Records from a dataset:
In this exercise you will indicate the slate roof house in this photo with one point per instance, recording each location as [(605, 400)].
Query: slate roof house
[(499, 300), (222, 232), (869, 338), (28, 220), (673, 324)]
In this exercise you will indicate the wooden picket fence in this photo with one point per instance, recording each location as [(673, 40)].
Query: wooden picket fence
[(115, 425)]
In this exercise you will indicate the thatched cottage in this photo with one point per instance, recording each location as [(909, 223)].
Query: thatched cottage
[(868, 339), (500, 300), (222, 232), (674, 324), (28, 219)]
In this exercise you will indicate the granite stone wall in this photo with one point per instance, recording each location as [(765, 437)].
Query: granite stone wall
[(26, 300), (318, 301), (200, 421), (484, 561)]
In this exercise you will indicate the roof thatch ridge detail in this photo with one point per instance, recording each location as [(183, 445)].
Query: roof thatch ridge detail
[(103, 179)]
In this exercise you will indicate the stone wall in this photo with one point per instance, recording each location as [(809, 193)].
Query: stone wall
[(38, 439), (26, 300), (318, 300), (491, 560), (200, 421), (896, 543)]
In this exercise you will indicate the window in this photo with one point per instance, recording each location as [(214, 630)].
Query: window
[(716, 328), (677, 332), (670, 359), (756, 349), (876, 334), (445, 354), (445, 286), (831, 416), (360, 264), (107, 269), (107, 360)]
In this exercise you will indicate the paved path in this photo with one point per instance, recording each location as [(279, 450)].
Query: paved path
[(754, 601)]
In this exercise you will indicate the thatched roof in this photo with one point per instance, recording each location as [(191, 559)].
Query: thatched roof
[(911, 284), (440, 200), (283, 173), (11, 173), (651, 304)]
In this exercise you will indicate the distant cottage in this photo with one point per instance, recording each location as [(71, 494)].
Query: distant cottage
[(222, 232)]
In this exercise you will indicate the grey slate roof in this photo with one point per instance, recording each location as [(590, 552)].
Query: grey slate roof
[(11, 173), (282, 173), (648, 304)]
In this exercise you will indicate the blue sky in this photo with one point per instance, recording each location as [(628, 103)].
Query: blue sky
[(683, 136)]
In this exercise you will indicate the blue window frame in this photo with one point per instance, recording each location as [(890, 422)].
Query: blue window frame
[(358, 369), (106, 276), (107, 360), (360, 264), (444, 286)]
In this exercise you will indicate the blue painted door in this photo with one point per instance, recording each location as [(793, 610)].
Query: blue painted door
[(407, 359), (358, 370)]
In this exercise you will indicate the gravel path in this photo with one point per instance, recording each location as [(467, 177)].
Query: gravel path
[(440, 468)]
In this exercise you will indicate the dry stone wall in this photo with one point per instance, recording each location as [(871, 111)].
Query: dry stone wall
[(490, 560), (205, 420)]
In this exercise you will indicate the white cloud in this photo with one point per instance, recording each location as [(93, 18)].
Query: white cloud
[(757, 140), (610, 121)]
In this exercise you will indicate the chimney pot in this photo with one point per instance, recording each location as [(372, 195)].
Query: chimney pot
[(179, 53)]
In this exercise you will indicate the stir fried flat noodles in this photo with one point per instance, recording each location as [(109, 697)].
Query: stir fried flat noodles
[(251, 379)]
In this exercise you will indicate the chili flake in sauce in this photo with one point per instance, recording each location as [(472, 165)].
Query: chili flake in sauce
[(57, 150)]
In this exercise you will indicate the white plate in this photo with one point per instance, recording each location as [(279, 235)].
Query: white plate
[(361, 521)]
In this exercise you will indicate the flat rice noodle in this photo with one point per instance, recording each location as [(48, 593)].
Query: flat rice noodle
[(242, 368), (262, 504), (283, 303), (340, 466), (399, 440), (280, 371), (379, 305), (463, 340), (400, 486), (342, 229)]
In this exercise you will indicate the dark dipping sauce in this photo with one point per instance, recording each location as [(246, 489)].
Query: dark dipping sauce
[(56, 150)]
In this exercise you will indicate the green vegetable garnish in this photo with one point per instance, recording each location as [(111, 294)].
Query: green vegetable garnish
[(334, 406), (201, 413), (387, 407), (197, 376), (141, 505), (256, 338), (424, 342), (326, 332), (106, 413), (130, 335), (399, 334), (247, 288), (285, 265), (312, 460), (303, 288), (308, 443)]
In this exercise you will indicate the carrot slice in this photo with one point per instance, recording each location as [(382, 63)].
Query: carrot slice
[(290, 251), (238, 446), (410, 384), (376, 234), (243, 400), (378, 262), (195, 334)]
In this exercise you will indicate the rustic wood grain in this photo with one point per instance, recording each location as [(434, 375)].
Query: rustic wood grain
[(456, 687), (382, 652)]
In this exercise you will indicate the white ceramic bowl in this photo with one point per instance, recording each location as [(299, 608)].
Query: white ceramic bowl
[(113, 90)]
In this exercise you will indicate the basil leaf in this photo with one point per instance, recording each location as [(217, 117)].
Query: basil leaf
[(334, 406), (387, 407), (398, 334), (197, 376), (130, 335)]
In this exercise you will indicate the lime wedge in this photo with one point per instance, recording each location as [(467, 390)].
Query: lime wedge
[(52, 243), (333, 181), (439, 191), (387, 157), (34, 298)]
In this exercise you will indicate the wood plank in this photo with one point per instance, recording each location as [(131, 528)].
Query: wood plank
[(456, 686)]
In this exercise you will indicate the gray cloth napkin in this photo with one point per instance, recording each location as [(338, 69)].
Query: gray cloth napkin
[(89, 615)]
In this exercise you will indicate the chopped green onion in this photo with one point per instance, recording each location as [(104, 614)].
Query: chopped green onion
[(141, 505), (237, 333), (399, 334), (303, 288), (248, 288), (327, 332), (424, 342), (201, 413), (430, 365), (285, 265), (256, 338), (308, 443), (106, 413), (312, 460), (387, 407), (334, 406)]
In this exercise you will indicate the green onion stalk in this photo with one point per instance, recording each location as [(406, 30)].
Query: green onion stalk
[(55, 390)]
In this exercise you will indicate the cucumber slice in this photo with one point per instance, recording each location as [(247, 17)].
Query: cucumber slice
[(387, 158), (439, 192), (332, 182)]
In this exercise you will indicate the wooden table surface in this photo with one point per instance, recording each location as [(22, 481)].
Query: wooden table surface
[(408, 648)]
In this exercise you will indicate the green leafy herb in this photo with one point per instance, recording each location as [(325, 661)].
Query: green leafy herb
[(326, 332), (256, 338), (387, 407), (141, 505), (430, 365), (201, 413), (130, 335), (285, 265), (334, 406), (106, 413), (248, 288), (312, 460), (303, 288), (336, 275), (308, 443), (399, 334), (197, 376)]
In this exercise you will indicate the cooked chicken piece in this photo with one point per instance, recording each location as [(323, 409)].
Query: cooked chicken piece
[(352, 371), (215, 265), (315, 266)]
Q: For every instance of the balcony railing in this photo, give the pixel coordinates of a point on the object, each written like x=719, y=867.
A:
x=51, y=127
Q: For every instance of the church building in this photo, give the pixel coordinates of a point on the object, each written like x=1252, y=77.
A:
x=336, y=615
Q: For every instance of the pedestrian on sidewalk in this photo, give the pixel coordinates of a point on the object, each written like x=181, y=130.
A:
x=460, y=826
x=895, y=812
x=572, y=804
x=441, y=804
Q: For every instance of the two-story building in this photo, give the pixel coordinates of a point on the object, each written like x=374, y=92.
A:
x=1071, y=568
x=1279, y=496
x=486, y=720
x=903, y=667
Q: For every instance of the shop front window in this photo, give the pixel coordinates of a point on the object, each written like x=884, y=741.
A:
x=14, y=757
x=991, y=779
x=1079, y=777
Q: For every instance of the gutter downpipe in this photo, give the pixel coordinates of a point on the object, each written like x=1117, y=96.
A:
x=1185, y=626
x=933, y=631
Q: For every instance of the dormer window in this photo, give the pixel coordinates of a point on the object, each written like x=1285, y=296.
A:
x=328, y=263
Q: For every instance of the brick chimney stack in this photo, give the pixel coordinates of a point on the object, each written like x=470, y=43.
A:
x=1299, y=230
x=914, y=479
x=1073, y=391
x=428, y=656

#### [WHAT YOU WILL DO]
Each line of the records with the word "building" in it is to be copied.

#### [OUTPUT OF THE TASK]
Q: For every instance of the church building in this photo, give the pixel coordinates of a point on the object, each written like x=1252, y=77.
Q: For every instance of the two-story building in this photo, give the pixel coordinates of a point on the object, each written like x=374, y=92.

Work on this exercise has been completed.